> ACTIVITY
In the text about the elephant painting, what do the two vintage keys symbolize?

──────── EXTRACT PROVIDED ────────

The building boasts a rich history, having been inaugurated in 1932 by King Monivong, marking the burgeoning tourism of the affluent classes, particularly from America. Everything within exudes refinement, remaining faithful to the original ‘Heritage’ architecture.
The elephant symbolizes memory, and the painting thus seeks to delve into the nearly 100 years of the establishment. The background is golden, as if to signify the ‘golden age’ of that era, a time somewhat carefree. Adorning the crown atop the elephant’s skull are the spires of the Angkor Wat temple. Below, the hotel’s birth year, 1932, in Art Deco lettering.
Upon the forehead, within a peephole adorned with geometric details, lies an image of the hotel’s facade. Flanking this image, two vintage keys symbolize hospitality and open-mindedness.
The central golden markings placed on each ring of the elephant’s trunk serve as a sort of countdown of time passing. The trunk bifurcates into two parts resembling tree trunks (or the aerial roots of the strangler figs that embrace all the ancient temples of Angkor). These long stems ascend towards the elephant’s skull, symbolizing a continuous return to fundamentals: the temples, the hotel where the visitor comes to rest, each nourishing the other in a perpetual motion that no historical fracture (crises, Khmer Rouge) has truly managed to sever.
Thus, this painting is a contemplation on the persistence of memory, the immutable memory, and the intimate connection between millennia-old architecture (the Temples) and a century-old building (the hotel) aging in a form of nonchalant complementarity.

──────── GIVEN DATA ────────

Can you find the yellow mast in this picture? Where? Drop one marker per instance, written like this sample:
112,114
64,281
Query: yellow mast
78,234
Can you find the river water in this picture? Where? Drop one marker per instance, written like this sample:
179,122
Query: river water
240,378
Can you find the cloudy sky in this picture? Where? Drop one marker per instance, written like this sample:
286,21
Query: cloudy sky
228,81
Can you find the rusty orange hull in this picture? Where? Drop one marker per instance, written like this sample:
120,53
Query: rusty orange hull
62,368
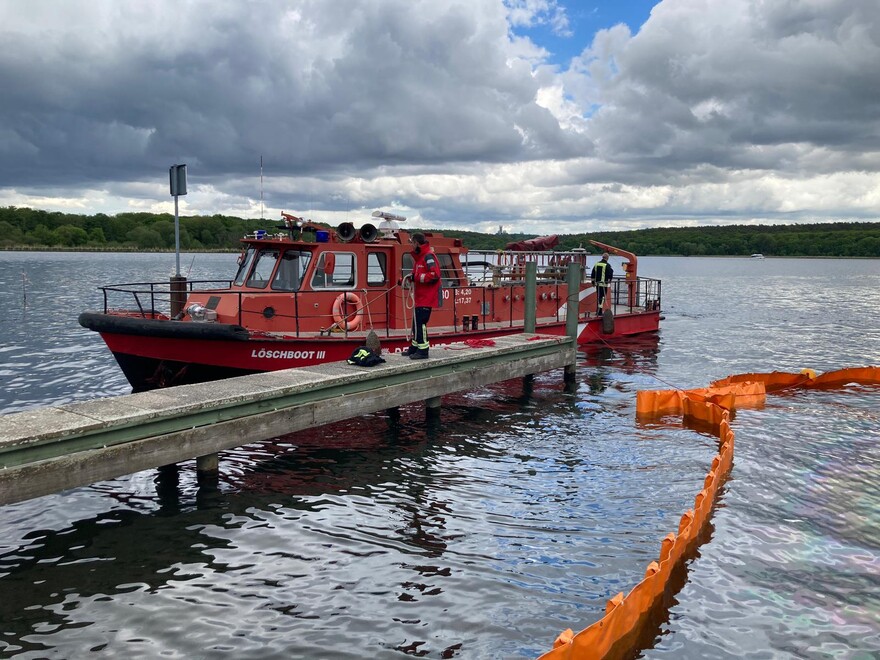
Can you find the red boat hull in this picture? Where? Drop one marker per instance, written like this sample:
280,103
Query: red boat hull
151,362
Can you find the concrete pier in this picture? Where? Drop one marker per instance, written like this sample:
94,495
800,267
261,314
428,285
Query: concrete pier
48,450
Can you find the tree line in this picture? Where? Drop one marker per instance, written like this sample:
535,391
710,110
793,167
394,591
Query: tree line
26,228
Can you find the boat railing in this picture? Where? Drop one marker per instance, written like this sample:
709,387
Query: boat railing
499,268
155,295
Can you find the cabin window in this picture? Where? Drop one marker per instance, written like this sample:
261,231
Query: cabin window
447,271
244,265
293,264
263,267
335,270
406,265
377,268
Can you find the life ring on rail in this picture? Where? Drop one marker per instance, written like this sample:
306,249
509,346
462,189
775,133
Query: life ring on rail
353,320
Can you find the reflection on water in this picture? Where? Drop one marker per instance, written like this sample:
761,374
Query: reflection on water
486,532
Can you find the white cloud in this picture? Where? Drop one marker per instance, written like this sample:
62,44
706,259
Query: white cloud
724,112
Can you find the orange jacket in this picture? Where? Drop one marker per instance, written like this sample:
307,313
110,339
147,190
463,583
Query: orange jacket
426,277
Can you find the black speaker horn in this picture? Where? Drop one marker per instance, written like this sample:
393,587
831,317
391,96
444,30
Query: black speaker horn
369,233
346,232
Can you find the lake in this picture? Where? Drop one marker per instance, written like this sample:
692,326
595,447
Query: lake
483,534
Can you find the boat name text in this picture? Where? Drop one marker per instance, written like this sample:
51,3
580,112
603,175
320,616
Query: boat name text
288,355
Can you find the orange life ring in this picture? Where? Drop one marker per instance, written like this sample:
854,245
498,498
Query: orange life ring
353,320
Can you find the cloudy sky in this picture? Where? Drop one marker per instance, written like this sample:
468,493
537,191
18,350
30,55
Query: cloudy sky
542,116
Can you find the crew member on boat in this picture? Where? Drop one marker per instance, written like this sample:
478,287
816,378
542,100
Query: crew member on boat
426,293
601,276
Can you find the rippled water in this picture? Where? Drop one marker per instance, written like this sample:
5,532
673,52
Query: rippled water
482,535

────────
──────── GIVEN DATA ────────

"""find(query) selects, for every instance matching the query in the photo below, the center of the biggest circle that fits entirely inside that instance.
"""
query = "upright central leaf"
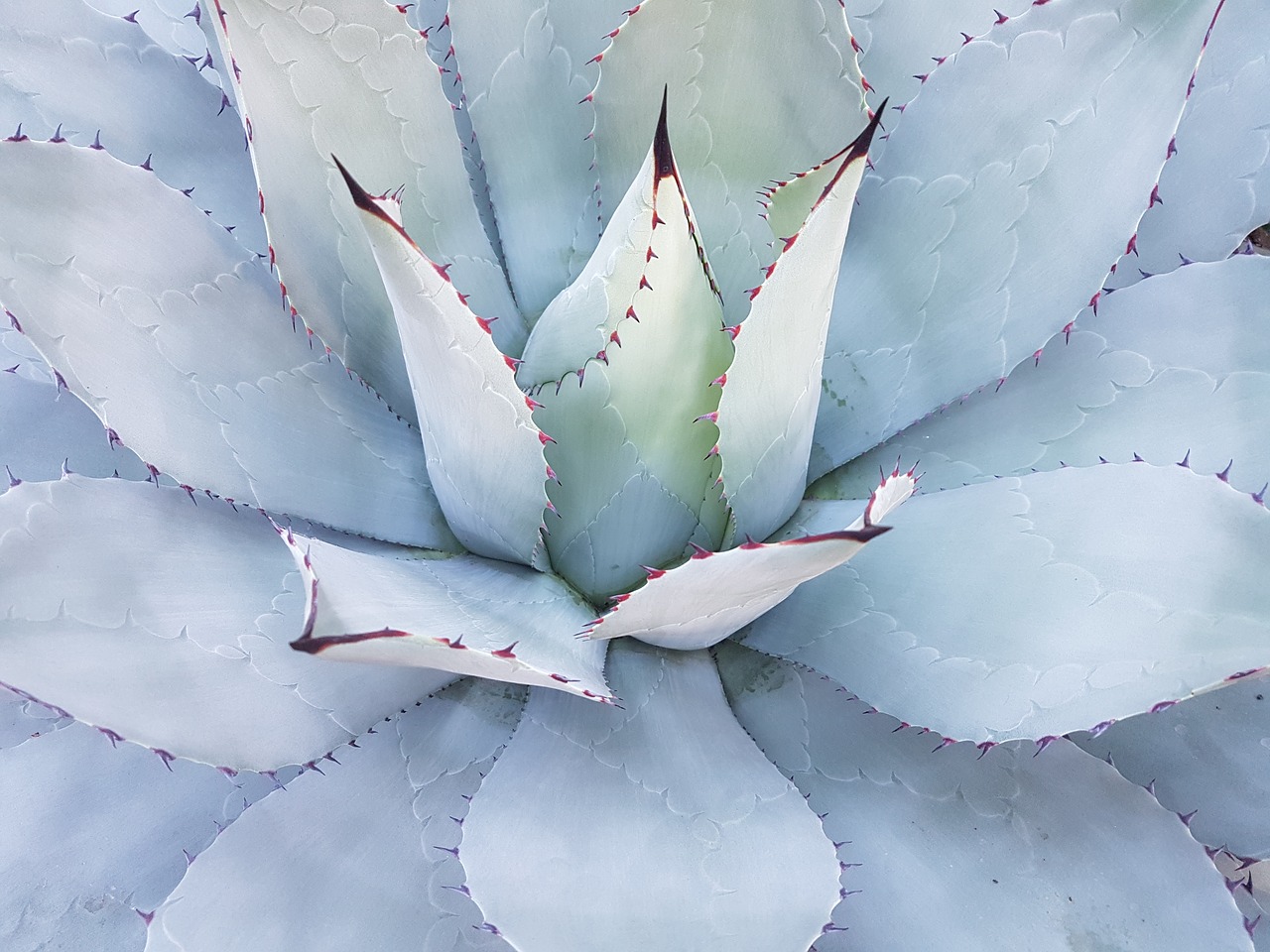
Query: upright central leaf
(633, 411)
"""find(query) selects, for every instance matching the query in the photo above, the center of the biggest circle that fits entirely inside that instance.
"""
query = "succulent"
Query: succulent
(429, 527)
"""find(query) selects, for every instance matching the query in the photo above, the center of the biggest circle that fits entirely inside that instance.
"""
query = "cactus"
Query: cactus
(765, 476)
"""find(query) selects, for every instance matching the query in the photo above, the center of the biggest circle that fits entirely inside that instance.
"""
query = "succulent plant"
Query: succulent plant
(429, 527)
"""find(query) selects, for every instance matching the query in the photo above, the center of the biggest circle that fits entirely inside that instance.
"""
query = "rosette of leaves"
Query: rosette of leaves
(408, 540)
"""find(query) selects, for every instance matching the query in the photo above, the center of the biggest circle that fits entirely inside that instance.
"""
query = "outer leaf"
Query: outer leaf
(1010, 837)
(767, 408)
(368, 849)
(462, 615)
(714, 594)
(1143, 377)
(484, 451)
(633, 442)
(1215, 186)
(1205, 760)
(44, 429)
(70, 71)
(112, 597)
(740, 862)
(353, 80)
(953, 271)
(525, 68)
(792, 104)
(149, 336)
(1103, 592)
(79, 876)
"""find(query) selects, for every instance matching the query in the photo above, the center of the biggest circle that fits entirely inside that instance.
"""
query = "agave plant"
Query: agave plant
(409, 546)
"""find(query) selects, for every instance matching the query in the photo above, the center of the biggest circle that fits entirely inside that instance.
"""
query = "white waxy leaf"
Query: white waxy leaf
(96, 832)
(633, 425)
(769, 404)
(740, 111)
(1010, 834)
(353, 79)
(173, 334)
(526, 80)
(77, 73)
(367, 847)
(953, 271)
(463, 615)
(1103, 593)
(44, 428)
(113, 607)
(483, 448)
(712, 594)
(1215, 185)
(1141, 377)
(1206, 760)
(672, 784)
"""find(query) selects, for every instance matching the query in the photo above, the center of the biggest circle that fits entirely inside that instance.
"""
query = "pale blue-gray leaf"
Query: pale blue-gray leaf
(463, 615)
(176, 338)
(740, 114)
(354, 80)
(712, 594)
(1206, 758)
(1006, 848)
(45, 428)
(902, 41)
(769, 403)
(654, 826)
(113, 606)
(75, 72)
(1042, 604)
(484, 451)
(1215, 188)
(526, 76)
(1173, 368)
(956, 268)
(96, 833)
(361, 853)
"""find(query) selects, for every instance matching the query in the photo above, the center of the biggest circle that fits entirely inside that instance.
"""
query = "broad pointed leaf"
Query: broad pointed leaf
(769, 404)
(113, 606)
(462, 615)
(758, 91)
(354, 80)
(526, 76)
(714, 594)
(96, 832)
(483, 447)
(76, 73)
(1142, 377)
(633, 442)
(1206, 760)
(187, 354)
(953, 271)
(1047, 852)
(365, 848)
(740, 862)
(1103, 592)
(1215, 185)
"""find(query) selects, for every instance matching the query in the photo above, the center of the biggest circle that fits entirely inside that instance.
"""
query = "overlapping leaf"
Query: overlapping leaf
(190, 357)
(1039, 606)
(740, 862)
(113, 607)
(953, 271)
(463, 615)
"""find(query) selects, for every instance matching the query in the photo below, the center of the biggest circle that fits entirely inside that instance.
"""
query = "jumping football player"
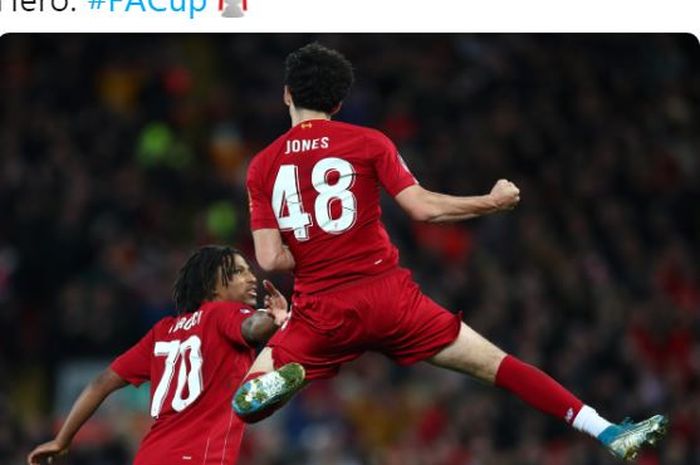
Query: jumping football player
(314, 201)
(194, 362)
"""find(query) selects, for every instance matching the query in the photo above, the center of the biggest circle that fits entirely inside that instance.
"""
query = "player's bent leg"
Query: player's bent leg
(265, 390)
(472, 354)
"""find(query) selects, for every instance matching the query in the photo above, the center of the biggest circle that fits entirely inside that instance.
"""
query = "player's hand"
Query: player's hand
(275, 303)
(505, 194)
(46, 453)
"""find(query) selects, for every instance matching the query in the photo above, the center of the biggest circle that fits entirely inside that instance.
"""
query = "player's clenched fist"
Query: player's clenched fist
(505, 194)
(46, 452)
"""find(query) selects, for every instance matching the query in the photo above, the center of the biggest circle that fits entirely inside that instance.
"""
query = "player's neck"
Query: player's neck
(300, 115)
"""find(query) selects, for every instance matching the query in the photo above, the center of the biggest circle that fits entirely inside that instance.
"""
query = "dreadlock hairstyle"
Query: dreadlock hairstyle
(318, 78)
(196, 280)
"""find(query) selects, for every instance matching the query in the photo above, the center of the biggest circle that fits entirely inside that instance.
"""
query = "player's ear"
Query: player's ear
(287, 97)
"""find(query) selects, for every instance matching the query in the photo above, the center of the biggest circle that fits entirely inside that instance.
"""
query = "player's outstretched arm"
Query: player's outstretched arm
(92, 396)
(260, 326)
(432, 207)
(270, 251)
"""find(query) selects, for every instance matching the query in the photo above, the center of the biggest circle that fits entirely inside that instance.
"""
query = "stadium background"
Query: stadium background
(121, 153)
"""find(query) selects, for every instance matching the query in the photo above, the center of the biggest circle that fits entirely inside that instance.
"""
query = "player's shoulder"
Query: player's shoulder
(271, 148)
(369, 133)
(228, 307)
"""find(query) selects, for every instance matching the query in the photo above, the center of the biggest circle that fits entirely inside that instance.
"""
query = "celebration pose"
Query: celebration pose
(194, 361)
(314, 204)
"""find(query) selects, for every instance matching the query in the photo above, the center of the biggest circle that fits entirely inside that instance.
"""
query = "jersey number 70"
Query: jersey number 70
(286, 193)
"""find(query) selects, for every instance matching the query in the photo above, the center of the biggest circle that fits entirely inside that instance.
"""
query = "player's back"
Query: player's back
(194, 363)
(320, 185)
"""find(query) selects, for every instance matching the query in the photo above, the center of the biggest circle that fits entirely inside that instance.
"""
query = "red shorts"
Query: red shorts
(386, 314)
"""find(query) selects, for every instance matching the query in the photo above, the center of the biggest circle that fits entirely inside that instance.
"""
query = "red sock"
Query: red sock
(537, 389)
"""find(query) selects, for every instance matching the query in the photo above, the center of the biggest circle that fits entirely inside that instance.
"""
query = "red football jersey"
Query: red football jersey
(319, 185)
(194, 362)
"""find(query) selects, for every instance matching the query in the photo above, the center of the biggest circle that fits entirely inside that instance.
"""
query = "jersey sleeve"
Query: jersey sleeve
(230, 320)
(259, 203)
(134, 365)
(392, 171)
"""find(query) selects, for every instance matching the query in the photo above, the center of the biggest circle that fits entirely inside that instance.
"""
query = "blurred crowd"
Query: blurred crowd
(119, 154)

────────

> TASK RESPONSE
Hospitality and open-mindedness.